— START —
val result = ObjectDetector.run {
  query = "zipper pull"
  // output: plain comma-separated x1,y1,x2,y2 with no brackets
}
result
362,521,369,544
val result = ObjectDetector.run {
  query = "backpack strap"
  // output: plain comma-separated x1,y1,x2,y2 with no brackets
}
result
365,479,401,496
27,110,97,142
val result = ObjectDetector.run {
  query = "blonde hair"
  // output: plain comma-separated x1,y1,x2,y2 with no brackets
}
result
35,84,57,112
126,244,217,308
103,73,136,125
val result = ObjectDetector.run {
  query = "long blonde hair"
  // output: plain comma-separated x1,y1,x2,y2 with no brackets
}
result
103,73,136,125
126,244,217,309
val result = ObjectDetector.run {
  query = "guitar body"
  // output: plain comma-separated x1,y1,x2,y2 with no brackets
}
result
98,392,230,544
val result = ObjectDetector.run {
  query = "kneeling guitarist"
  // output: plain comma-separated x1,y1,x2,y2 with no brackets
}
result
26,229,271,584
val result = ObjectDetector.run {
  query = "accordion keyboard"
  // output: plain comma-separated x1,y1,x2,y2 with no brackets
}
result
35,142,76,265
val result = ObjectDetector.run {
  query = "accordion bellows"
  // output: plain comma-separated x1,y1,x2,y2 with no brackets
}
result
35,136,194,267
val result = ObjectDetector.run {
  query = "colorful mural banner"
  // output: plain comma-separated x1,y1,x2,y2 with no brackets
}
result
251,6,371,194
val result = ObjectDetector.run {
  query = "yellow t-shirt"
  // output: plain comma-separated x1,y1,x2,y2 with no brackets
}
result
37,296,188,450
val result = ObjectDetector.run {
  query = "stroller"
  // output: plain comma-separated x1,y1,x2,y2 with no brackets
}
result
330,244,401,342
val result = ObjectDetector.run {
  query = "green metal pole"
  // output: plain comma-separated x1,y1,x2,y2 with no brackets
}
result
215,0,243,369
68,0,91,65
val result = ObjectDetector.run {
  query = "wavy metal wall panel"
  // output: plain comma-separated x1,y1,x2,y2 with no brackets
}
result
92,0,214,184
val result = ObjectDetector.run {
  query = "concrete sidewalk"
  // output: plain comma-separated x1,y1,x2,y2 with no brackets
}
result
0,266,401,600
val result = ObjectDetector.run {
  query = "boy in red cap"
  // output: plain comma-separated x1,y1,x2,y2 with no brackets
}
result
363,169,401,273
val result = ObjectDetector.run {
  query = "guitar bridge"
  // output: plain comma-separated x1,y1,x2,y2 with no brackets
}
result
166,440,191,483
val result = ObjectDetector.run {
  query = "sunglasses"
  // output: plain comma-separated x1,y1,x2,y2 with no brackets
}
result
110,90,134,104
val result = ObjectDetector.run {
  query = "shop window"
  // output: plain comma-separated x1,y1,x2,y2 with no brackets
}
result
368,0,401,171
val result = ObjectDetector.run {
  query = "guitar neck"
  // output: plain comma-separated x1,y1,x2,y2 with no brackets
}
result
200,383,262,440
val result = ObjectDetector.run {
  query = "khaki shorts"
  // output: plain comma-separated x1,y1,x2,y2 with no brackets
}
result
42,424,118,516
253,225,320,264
— END —
STATED TASK
Reproduce every one of the records above verbatim, preserving each line without alteration.

FINAL RESULT
val result = ObjectDetector.run {
  query = "zipper pull"
  // output: plain comma-separated x1,y1,x2,y2 with no brackets
}
result
362,521,369,544
val result = ObjectDetector.run {
  query = "backpack strap"
  // output: plain comma-separated x1,y1,x2,y2 with no brackets
}
result
365,479,401,496
27,110,97,142
val result = ObjectDetector.run {
  query = "blonde hair"
  // output: plain comma-separated x1,y1,x2,y2 with no brackets
}
result
35,84,57,112
126,244,217,308
103,73,136,125
val result = ObjectDetector.run {
  query = "long blonde hair"
  // output: plain comma-separated x1,y1,x2,y2 with no brackets
}
result
103,73,136,125
126,244,217,309
val result = ObjectDetector.run {
  query = "guitar body"
  // output: plain comma-separated x1,y1,x2,y2 with no brackets
}
result
98,392,230,544
val result = ObjectDetector.run {
  query = "kneeling guitarist"
  // output: plain comma-separated x1,y1,x2,y2 with no brackets
}
result
26,229,271,584
val result = ObjectDetector.run {
  query = "accordion keyboard"
  // output: plain comma-separated x1,y1,x2,y2 with no brackets
}
result
35,142,76,265
val result = ObjectDetector.run {
  query = "accordion bellows"
  // output: plain comma-separated x1,y1,x2,y2 with no brackets
}
result
35,136,194,267
val result = ObjectDetector.run {
  query = "colorful mural banner"
  // output: plain comma-separated x1,y1,x2,y2 with no brackets
}
result
251,6,371,194
val result = ObjectDetector.run {
  query = "yellow t-shirt"
  // output: plain comma-separated x1,y1,x2,y2 with no brackets
}
result
37,296,188,450
val result = ObjectDetector.run {
  query = "stroller"
  // output: plain comma-separated x1,y1,x2,y2 with no brackets
}
result
330,244,401,342
val result = ObjectDetector.run {
  query = "green metal pole"
  // output: plain comma-separated x1,y1,x2,y2 with no brackets
}
result
215,0,243,369
68,0,91,65
val result = ObjectDetector.run {
  query = "wavy metal wall panel"
  // output: plain comma-separated x1,y1,x2,y2 with no brackets
}
result
92,0,214,184
val result = ObjectDetector.run {
  query = "concrete sidewalk"
  // output: plain comma-separated x1,y1,x2,y2 with no brackets
}
result
0,266,401,600
val result = ObjectDetector.run {
  query = "boy in red cap"
  // output: plain comma-separated x1,y1,x2,y2 with no brackets
}
result
363,169,401,273
val result = ObjectDetector.run {
  query = "guitar bridge"
  // output: plain comma-separated x1,y1,x2,y2 with no brackets
}
result
166,440,191,483
val result = ObjectDetector.run {
  query = "sunglasses"
  // output: plain comma-separated x1,y1,x2,y2 with no brackets
}
result
110,90,134,104
val result = ObjectDetector.run {
  query = "shop window"
  // output: plain comma-separated x1,y1,x2,y2 with no brackets
}
result
368,0,401,171
val result = ObjectDetector.run {
  query = "guitar neck"
  // output: plain comma-separated x1,y1,x2,y2 with no brackets
}
result
200,383,262,440
val result = ObjectDetector.run {
  query = "khaki shorts"
  // output: plain comma-separated x1,y1,x2,y2 with no brackets
}
result
42,424,118,516
253,225,320,264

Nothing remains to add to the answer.